Exercise prompt: Count the lines in the records below that contain the word "illuminated". Give only the number.

Raw data:
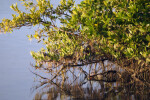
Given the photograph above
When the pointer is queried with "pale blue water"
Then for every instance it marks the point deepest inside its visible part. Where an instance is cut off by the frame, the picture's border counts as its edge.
(15, 78)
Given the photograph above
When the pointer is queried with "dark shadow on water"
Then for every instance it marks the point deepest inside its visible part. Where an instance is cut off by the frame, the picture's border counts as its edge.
(76, 84)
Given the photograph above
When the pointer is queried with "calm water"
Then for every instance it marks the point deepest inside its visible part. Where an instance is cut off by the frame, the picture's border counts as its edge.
(16, 80)
(18, 83)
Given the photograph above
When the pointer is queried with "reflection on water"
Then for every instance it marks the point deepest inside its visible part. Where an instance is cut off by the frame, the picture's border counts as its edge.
(73, 84)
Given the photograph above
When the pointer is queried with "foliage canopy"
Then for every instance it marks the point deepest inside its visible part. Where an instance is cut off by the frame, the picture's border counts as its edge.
(93, 29)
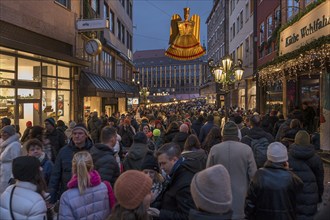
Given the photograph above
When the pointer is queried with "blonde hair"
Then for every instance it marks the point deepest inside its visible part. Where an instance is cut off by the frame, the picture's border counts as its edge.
(82, 164)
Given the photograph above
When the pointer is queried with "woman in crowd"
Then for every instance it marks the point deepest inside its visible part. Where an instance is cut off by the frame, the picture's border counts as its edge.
(212, 138)
(87, 197)
(192, 150)
(133, 193)
(25, 198)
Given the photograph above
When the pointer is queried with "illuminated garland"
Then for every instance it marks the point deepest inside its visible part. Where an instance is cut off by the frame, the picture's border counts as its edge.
(300, 60)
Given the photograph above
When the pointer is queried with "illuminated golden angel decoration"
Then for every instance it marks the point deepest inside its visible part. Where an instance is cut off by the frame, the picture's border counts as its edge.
(185, 37)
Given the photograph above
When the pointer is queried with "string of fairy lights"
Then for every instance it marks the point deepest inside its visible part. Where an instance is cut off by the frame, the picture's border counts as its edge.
(304, 63)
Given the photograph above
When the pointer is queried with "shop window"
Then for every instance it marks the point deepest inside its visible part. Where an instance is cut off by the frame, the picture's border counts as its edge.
(63, 83)
(48, 69)
(63, 72)
(48, 104)
(29, 70)
(7, 62)
(7, 102)
(49, 82)
(63, 106)
(28, 93)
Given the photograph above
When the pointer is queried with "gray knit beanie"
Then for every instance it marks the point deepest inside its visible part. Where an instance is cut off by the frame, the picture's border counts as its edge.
(277, 152)
(211, 190)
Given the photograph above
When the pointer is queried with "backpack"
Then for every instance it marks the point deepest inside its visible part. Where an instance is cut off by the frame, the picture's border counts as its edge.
(259, 148)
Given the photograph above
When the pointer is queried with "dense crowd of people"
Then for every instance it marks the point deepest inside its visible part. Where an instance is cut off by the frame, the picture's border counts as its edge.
(180, 161)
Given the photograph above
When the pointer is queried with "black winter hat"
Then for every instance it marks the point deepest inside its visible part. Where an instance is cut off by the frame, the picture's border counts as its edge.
(150, 162)
(25, 168)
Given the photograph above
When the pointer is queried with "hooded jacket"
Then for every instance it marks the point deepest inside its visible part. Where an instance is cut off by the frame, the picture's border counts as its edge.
(105, 162)
(9, 150)
(62, 170)
(135, 156)
(177, 200)
(309, 167)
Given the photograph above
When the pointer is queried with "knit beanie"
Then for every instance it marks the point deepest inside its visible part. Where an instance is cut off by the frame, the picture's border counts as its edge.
(277, 152)
(211, 190)
(81, 126)
(156, 132)
(230, 129)
(150, 162)
(302, 138)
(9, 129)
(131, 188)
(50, 121)
(25, 168)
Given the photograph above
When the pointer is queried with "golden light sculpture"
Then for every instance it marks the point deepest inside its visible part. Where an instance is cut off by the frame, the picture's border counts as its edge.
(185, 37)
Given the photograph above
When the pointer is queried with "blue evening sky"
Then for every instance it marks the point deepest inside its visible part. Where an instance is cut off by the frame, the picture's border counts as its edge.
(151, 20)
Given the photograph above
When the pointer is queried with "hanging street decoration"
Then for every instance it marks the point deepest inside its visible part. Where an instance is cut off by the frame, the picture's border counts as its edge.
(185, 37)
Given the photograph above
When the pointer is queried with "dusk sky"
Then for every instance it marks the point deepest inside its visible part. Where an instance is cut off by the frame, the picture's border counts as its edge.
(152, 20)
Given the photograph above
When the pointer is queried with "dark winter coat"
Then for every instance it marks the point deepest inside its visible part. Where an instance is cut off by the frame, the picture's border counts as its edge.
(205, 130)
(177, 200)
(57, 140)
(201, 215)
(135, 156)
(309, 167)
(105, 163)
(62, 170)
(272, 194)
(180, 138)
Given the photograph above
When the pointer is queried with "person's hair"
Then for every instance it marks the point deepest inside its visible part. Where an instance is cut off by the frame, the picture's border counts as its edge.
(214, 134)
(121, 213)
(107, 133)
(173, 126)
(82, 164)
(32, 142)
(192, 141)
(295, 123)
(36, 132)
(170, 149)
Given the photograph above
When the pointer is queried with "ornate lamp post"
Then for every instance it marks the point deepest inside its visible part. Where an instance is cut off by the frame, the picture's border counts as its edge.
(144, 93)
(226, 74)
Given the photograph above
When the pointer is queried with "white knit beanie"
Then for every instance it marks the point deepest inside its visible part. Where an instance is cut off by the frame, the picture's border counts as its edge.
(211, 190)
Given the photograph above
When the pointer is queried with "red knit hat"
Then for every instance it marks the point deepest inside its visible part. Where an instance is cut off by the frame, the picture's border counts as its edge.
(131, 188)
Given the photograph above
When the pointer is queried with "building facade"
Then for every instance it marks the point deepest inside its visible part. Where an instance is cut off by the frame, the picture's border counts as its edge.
(37, 61)
(168, 79)
(241, 28)
(302, 67)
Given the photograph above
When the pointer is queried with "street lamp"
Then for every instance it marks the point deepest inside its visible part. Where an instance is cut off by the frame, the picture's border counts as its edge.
(144, 93)
(226, 75)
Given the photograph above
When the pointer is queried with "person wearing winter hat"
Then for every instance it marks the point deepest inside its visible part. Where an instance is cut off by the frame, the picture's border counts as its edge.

Response: 2